Given data:
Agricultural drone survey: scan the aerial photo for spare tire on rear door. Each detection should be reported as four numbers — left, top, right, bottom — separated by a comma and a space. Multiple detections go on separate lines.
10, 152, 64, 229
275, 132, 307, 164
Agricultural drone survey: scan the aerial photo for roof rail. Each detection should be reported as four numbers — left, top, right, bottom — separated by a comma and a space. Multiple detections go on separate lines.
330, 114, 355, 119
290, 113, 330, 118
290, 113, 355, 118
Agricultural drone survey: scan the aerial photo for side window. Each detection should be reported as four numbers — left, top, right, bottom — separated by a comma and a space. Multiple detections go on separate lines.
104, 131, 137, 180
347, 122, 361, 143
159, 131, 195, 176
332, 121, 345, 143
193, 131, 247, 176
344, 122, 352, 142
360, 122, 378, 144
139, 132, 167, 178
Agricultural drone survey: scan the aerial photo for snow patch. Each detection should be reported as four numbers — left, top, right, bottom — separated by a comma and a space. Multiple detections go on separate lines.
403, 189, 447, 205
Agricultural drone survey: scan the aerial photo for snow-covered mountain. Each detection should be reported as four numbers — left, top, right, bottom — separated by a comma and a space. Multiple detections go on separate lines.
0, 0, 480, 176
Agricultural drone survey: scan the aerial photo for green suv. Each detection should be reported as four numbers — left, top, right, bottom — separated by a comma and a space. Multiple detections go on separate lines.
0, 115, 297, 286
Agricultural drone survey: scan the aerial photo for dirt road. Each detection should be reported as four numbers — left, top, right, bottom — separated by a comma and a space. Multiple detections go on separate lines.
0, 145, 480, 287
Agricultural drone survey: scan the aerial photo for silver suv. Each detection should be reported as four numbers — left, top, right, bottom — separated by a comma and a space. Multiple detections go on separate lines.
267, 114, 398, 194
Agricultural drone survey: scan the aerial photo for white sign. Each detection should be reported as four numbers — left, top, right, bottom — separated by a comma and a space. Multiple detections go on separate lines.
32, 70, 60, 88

What you should do: Can you render every line of the listing above as a numbered list, leaving out any blank lines?

Solution to this problem:
1. Agricultural drone survey: scan the aerial photo for spare tire on rear door. Each detection should be reported as four numbers — left, top, right, bottom — separated by a comma and a space. Multiple detections go on separate lines.
2. 10, 152, 64, 229
3. 275, 132, 307, 164
4. Agricultural drone survey: scan the aerial photo for roof rail. Each detection should be reported as four numbers — left, top, right, bottom — separated by a comma and a space. Multiple detections go on separate lines.
5. 330, 114, 355, 119
6. 290, 113, 330, 118
7. 290, 113, 355, 118
8. Agricultural drone survey: scan the aerial photo for side window. Each detection should be reported as four numbers — left, top, right, bottom — separated by a comma and a space. Multiple detections go on separate lines.
9. 104, 131, 137, 180
10. 347, 122, 361, 143
11. 159, 131, 195, 176
12. 332, 121, 345, 143
13. 193, 131, 247, 176
14. 344, 122, 352, 142
15. 360, 122, 378, 144
16. 139, 132, 167, 178
17. Agricultural drone survey: scan the aerial photo for snow patch. Each detection should be reported as four numbers — left, top, right, bottom — separated by a comma and a space. Multiple detections go on separate lines.
18. 403, 189, 447, 205
19. Agricultural drone survey: scan the aerial photo for snow-covered mountain. Each detection should be reported as four numbers — left, top, right, bottom — separated by a comma and a space. Multiple detections go on separate lines.
20. 0, 0, 480, 176
21. Agricultural drone survey: scan the aerial photo for green suv. Each detection should be reported as four numbers — left, top, right, bottom — separated by a comma and a space. Multiple detections go on separate lines.
22. 0, 115, 297, 286
23. Agricultural drone survey: scan the aerial photo for dirt road. Each detection should be reported as four numbers — left, top, right, bottom — separated by a comma and a space. Multiple detections go on separate lines.
24. 0, 145, 480, 287
25. Agricultural drone survey: scan the aerial photo for silver suv. Each detection should be reported as four numbers — left, top, right, bottom — separated by a comma and a space. Multiple detections go on separate lines.
26. 267, 114, 398, 194
27. Agricultural drone survey: scan the aerial photo for white sign. Each detection should be reported as four numbers — left, top, right, bottom — separated by a comma and a space. Multiple detections go on separate lines.
28. 32, 70, 60, 88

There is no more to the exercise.